##### GIVEN RECORDS

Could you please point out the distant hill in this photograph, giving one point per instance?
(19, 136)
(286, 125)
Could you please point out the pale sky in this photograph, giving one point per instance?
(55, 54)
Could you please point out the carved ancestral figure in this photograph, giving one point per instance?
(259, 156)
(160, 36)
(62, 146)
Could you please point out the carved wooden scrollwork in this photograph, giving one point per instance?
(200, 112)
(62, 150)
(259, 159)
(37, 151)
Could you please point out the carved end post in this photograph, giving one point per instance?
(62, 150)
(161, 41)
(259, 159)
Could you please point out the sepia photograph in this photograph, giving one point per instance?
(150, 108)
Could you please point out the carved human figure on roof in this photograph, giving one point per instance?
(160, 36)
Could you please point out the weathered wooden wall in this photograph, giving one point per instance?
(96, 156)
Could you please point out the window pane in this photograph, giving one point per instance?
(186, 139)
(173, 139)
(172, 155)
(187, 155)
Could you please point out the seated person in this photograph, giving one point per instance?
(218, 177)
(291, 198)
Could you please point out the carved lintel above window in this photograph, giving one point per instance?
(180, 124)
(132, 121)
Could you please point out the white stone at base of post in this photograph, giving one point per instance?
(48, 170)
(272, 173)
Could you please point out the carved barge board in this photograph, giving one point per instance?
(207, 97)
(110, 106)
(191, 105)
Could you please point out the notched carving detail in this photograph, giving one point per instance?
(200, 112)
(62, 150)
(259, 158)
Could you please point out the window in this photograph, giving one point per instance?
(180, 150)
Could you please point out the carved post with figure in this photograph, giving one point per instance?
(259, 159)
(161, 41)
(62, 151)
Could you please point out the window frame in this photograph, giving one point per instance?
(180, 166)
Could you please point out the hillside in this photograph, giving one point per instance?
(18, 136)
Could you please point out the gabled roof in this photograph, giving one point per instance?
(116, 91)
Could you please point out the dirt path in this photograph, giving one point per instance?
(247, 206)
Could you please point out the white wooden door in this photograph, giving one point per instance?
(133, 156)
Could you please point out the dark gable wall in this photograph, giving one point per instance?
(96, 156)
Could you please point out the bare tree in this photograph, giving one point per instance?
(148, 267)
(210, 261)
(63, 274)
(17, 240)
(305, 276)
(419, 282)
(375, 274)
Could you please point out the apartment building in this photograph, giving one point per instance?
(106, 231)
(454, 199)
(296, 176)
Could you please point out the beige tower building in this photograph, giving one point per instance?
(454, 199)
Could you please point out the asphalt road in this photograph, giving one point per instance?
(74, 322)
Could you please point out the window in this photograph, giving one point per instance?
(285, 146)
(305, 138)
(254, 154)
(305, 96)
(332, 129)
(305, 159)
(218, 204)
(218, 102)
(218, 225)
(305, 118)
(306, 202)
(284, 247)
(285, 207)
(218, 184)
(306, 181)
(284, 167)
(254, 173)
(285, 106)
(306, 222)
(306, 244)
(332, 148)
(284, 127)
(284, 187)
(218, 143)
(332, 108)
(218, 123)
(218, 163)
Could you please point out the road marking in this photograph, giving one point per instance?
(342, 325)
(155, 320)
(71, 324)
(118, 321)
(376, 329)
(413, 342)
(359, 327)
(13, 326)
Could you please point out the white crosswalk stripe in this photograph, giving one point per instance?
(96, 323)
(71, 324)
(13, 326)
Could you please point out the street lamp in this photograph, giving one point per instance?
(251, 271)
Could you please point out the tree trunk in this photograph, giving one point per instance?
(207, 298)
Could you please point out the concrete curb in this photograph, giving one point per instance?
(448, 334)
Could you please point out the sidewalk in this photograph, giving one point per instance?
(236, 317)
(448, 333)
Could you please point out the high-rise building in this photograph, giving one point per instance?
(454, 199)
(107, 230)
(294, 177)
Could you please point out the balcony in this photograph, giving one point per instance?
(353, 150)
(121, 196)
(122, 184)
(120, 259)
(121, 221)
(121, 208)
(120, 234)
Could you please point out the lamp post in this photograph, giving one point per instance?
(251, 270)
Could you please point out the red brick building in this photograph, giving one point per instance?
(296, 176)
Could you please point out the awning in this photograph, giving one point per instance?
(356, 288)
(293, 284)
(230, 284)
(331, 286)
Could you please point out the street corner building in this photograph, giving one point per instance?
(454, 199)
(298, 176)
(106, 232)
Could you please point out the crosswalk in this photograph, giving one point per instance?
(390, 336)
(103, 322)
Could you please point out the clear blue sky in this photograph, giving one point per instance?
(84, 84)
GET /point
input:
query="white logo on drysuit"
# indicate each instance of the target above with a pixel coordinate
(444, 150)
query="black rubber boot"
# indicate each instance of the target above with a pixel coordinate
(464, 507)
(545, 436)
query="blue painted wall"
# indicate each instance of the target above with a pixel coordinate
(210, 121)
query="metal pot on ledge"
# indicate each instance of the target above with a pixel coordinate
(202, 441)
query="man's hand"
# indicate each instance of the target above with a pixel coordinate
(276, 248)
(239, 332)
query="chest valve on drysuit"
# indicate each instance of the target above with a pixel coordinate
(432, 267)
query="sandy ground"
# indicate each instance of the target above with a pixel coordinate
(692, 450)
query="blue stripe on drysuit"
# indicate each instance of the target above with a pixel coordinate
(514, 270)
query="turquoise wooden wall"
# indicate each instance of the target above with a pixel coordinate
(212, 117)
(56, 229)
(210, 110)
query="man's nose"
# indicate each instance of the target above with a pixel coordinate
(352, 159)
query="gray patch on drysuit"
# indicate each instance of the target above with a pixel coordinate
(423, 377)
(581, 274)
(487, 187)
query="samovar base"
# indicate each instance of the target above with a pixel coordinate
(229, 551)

##########

YOUR OBJECTIVE: Please print out every record exactly as it is written.

RESPONSE AREA:
Could you please point out the distant hill in this photograph, giving one point per instance?
(19, 136)
(286, 125)
Could you please point out the pale sky in this photograph, giving one point per instance?
(55, 54)
Could you please point out the carved ancestral figure in this photograph, giving one point per instance?
(259, 156)
(160, 36)
(62, 146)
Could you please point out the carved wooden scrollwork in this photograph, giving one point per instance?
(200, 112)
(62, 150)
(259, 159)
(37, 151)
Could you please point out the carved end post in this photograph, giving one point per instance?
(62, 150)
(161, 41)
(259, 159)
Could you please point out the sepia photograph in this photograph, giving one point per instance?
(150, 108)
Could you please point out the carved human figure on roof in this photograph, giving one point per instance?
(160, 36)
Could you please point out the weathered wooden wall in this photograph, giving one point per instance?
(96, 156)
Could you please point out the window pane in this photograph, giving one point per instance?
(186, 139)
(173, 139)
(172, 155)
(187, 155)
Could you please point out the seated person in this photograph, giving one point per instance?
(218, 177)
(291, 198)
Could you please point out the carved lintel above window in this photograph, giving one point per instance?
(180, 124)
(132, 121)
Could you please point out the white stone at base of post in this photograph, giving one point per instance?
(48, 170)
(272, 173)
Could you please point out the carved barge board in this photograph, giving one point per instance?
(207, 97)
(110, 106)
(191, 105)
Could you please point out the notched carving detail in this photograph, giving one point per instance?
(200, 112)
(62, 150)
(259, 158)
Could you please point out the window in this photograph, giving one point per instance?
(180, 150)
Could you please point out the carved post with figure in this photograph, giving one point per instance?
(259, 159)
(161, 41)
(62, 151)
Could you please point out the window frame in this photograph, giving one point per instance?
(180, 166)
Could you please point out the hillside in this photograph, giving one point per instance?
(18, 136)
Could you please point out the gabled roof in this photograph, giving one point per instance?
(116, 91)
Could you please point out the dirt path in this photograph, giving one point per instance?
(247, 206)
Could you please point out the white wooden door in this photograph, giving one point per instance?
(133, 156)
Could you please point out the dark gable wall in this photograph, giving one point per instance?
(96, 156)
Could you please point out the bare tree in this photograph, giving one point per instance?
(148, 267)
(210, 261)
(63, 274)
(17, 240)
(305, 276)
(419, 282)
(375, 274)
Could you please point out the apartment building in this photograph, giving one point per instance?
(106, 231)
(454, 199)
(296, 176)
Could you please point out the beige tower building in this photograph, giving one point per instance?
(454, 199)
Could you please point out the asphalt road in this photograph, giving one point per instance?
(74, 322)
Could you please point out the window in this photograph, giving one point per instance?
(285, 146)
(305, 138)
(254, 154)
(305, 96)
(332, 129)
(305, 159)
(218, 204)
(218, 102)
(218, 225)
(305, 118)
(306, 202)
(284, 247)
(285, 207)
(218, 184)
(306, 181)
(284, 167)
(254, 173)
(285, 106)
(306, 222)
(306, 244)
(332, 148)
(284, 127)
(284, 187)
(218, 143)
(332, 108)
(218, 123)
(218, 163)
Could you please point out the road marking in this photograph, giving one point per instance?
(342, 325)
(155, 320)
(71, 324)
(118, 321)
(376, 329)
(413, 342)
(359, 327)
(13, 326)
Could you please point out the white crosswalk stripe in this photograph, giving one point per instance?
(96, 323)
(71, 324)
(13, 326)
Could you please point out the street lamp in this photograph, giving one point per instance?
(251, 271)
Could you please point out the tree trunk in this photograph, giving one point per instance?
(207, 298)
Could you please point out the concrete curb in this photograph, giving one point per instance?
(448, 334)
Could you please point out the sidewalk in this photograph, giving one point per instance?
(236, 317)
(448, 333)
Could you please point out the high-rise building in this photograph, giving one point per instance?
(454, 199)
(107, 230)
(294, 177)
Could you please point out the balcony in this photograph, giving one point per instance?
(353, 150)
(121, 196)
(122, 184)
(120, 259)
(121, 221)
(121, 208)
(120, 234)
Could you please point out the lamp post in this photograph, giving one point per instance?
(251, 270)
Could you please point out the red brick building in this photograph, giving one point per instance?
(296, 176)
Could you please point out the awning in this photograph, giving one point per instance?
(356, 288)
(293, 284)
(230, 284)
(331, 286)
Could you please point out the street corner building in this photograph, giving one point per instance?
(454, 199)
(298, 176)
(106, 232)
Could you please point out the crosswalk in this photograph, giving one point per instance?
(390, 336)
(103, 322)
Could you please point out the clear blue sky in this photograph, giving one point per instance?
(84, 84)
GET /point
input:
query="white logo on drysuit"
# indicate each instance of the target above with a pixel coordinate
(444, 150)
query="black rubber boot"
# indicate each instance of the target above with a pixel coordinate
(464, 507)
(545, 436)
query="blue painted wall"
# indicate each instance of the target above with a pixel coordinate
(210, 121)
query="metal pot on ledge"
# indicate each instance of the target above with a pixel coordinate
(202, 441)
query="man's hand"
# indicate each instance of the target above with a pixel coordinate
(276, 248)
(239, 332)
query="chest valve on drysuit"
# indicate each instance of the target above with a pixel coordinate
(432, 267)
query="sandy ground"
# indicate each instance of the target above with a pixel coordinate
(692, 450)
query="blue stripe on drysuit"
# indicate each instance of the target above with a pixel coordinate
(514, 270)
query="turquoise wooden wall"
# indicate each instance of the target above with a pixel coordinate
(212, 117)
(56, 229)
(210, 110)
query="man's nose"
# indicate each instance of the target above with a pixel coordinate
(352, 159)
query="gray patch on drysuit"
# indicate each instance of the target above with a pixel coordinate
(423, 377)
(581, 274)
(487, 187)
query="samovar base"
# indicate each instance of the target above with a pixel coordinate
(229, 551)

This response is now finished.